--- Exercise input Enclosed Below ---

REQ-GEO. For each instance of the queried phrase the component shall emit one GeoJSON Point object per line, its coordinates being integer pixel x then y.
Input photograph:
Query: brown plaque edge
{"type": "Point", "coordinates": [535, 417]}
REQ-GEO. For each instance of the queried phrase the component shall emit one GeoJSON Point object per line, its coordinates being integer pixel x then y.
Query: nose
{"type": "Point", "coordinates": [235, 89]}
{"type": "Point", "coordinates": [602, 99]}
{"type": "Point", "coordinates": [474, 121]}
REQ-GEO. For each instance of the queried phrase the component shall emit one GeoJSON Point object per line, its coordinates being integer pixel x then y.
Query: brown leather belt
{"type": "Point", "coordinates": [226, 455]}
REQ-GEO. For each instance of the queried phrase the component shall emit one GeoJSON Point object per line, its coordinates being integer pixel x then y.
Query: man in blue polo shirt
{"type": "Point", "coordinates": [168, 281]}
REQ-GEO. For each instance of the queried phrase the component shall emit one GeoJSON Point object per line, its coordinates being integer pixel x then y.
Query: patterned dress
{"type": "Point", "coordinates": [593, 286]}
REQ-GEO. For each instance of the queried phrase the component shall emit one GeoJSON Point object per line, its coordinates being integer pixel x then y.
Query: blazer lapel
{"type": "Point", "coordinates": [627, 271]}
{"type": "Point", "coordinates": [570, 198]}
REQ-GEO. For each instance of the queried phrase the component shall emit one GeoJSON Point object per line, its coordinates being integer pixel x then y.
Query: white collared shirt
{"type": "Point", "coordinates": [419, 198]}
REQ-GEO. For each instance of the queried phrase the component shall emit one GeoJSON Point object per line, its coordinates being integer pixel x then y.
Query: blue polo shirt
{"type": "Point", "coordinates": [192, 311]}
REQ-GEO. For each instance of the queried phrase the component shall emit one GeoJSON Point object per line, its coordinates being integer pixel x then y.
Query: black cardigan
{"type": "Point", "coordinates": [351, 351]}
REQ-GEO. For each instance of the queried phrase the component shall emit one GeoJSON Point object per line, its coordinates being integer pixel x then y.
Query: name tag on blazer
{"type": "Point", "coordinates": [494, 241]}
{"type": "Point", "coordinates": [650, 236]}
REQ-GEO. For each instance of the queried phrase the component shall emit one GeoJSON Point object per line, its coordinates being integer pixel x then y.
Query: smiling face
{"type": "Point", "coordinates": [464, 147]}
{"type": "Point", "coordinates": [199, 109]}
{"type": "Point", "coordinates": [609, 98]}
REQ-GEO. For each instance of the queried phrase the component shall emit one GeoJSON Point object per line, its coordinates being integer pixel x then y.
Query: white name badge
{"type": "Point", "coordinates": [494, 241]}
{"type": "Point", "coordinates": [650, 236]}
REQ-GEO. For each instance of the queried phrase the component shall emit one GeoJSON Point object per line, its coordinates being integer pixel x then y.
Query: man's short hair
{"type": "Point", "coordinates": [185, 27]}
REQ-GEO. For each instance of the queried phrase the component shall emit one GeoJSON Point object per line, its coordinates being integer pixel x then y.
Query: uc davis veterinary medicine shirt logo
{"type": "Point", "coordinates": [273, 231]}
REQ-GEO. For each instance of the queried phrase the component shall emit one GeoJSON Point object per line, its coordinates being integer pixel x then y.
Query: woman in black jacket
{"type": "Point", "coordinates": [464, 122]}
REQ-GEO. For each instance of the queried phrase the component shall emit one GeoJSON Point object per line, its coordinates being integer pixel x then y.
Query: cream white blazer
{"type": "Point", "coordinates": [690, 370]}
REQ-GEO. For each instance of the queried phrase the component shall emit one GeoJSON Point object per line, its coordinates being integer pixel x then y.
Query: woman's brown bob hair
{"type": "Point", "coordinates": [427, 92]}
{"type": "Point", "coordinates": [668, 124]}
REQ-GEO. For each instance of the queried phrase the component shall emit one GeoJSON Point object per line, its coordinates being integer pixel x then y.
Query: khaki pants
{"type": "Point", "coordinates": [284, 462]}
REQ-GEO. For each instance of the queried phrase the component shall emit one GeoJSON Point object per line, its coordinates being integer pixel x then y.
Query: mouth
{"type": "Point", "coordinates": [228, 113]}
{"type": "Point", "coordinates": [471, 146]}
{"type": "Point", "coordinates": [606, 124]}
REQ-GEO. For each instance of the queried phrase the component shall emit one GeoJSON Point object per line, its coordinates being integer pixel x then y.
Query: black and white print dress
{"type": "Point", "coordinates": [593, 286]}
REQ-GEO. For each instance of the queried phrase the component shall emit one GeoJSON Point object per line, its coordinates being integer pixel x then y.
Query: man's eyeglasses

--- End of Enclosed Exercise input ---

Once more, write out the records exactly as they are.

REQ-GEO. For each instance of the queried phrase the component shall emit one GeoJSON Point object per line, its coordinates being integer pixel x then y.
Input photograph:
Query: brown plaque edge
{"type": "Point", "coordinates": [535, 417]}
REQ-GEO. For each instance of the queried phrase the component shall emit one GeoJSON Point object per line, its coordinates being integer pixel x then y.
Query: nose
{"type": "Point", "coordinates": [235, 89]}
{"type": "Point", "coordinates": [602, 99]}
{"type": "Point", "coordinates": [474, 121]}
REQ-GEO. For each instance of the queried phrase the component shall emit one GeoJSON Point object per line, its coordinates being integer pixel x then y.
Query: brown leather belt
{"type": "Point", "coordinates": [226, 455]}
REQ-GEO. For each instance of the queried phrase the component shall emit one GeoJSON Point object per line, its coordinates being integer pixel x then y.
Query: man in blue polo shirt
{"type": "Point", "coordinates": [168, 281]}
REQ-GEO. For each instance of the queried phrase the component shall emit one GeoJSON Point object per line, its coordinates being integer pixel x then y.
Query: patterned dress
{"type": "Point", "coordinates": [593, 286]}
REQ-GEO. For each instance of the queried phrase the component shall emit one GeoJSON Point object per line, its coordinates being integer pixel x then y.
Query: blazer lapel
{"type": "Point", "coordinates": [627, 271]}
{"type": "Point", "coordinates": [570, 198]}
REQ-GEO. For each instance of the queried phrase the component shall emit one GeoJSON Point object per line, its coordinates being integer pixel x then y.
Query: white collared shirt
{"type": "Point", "coordinates": [419, 198]}
REQ-GEO. For each instance of the queried phrase the component shall emit one GeoJSON Point object per line, its coordinates being integer pixel x then y.
Query: blue polo shirt
{"type": "Point", "coordinates": [192, 311]}
REQ-GEO. For each instance of the queried phrase the component shall emit one GeoJSON Point object per line, its coordinates being integer pixel x then y.
Query: black cardigan
{"type": "Point", "coordinates": [351, 351]}
REQ-GEO. For each instance of the queried phrase the component shall emit one GeoJSON Point object per line, its coordinates being integer pixel x then y.
Query: name tag on blazer
{"type": "Point", "coordinates": [494, 241]}
{"type": "Point", "coordinates": [650, 236]}
REQ-GEO. For each instance of the queried phrase the component shall emit one GeoJSON Point object per line, its coordinates being integer pixel x then y.
Query: smiling face
{"type": "Point", "coordinates": [464, 147]}
{"type": "Point", "coordinates": [199, 109]}
{"type": "Point", "coordinates": [609, 98]}
REQ-GEO. For each instance of the queried phrase the component shall emit one GeoJSON Point object per line, its coordinates being integer pixel x then y.
Query: white name badge
{"type": "Point", "coordinates": [494, 241]}
{"type": "Point", "coordinates": [650, 236]}
REQ-GEO. For each instance of the queried phrase the component shall emit one GeoJSON Point object per line, its coordinates being integer pixel x then y.
Query: man's short hair
{"type": "Point", "coordinates": [185, 27]}
REQ-GEO. For each instance of the queried phrase the component shall emit one GeoJSON Point object per line, its coordinates being integer pixel x then y.
Query: uc davis veterinary medicine shirt logo
{"type": "Point", "coordinates": [273, 231]}
REQ-GEO. For each instance of the queried phrase the component shall emit one GeoJSON Point object per line, its coordinates being integer pixel x then y.
Query: woman in black jacket
{"type": "Point", "coordinates": [464, 122]}
REQ-GEO. For each instance of the queried phrase the component shall emit one GeoJSON Point object per line, its coordinates being integer pixel x then y.
Query: cream white blazer
{"type": "Point", "coordinates": [690, 370]}
REQ-GEO. For each instance of the queried phrase the component shall emit one GeoJSON Point object per line, its coordinates being integer pixel x then y.
Query: woman's brown bob hair
{"type": "Point", "coordinates": [427, 92]}
{"type": "Point", "coordinates": [668, 124]}
REQ-GEO. For each instance of the queried phrase the component shall emit one GeoJSON Point object per line, its coordinates being integer pixel x then y.
Query: khaki pants
{"type": "Point", "coordinates": [284, 462]}
REQ-GEO. For each instance of the queried phrase the component shall emit one GeoJSON Point object per line, its coordinates being integer pixel x then y.
Query: mouth
{"type": "Point", "coordinates": [228, 113]}
{"type": "Point", "coordinates": [471, 146]}
{"type": "Point", "coordinates": [606, 124]}
REQ-GEO. For each instance of the queried phrase the component shall emit one GeoJSON Point object per line, its coordinates being integer pixel x then y.
Query: black and white print dress
{"type": "Point", "coordinates": [593, 286]}
REQ-GEO. For each instance of the queried phrase the component shall emit one GeoJSON Point object per line, its coordinates being integer pixel x then y.
Query: man's eyeglasses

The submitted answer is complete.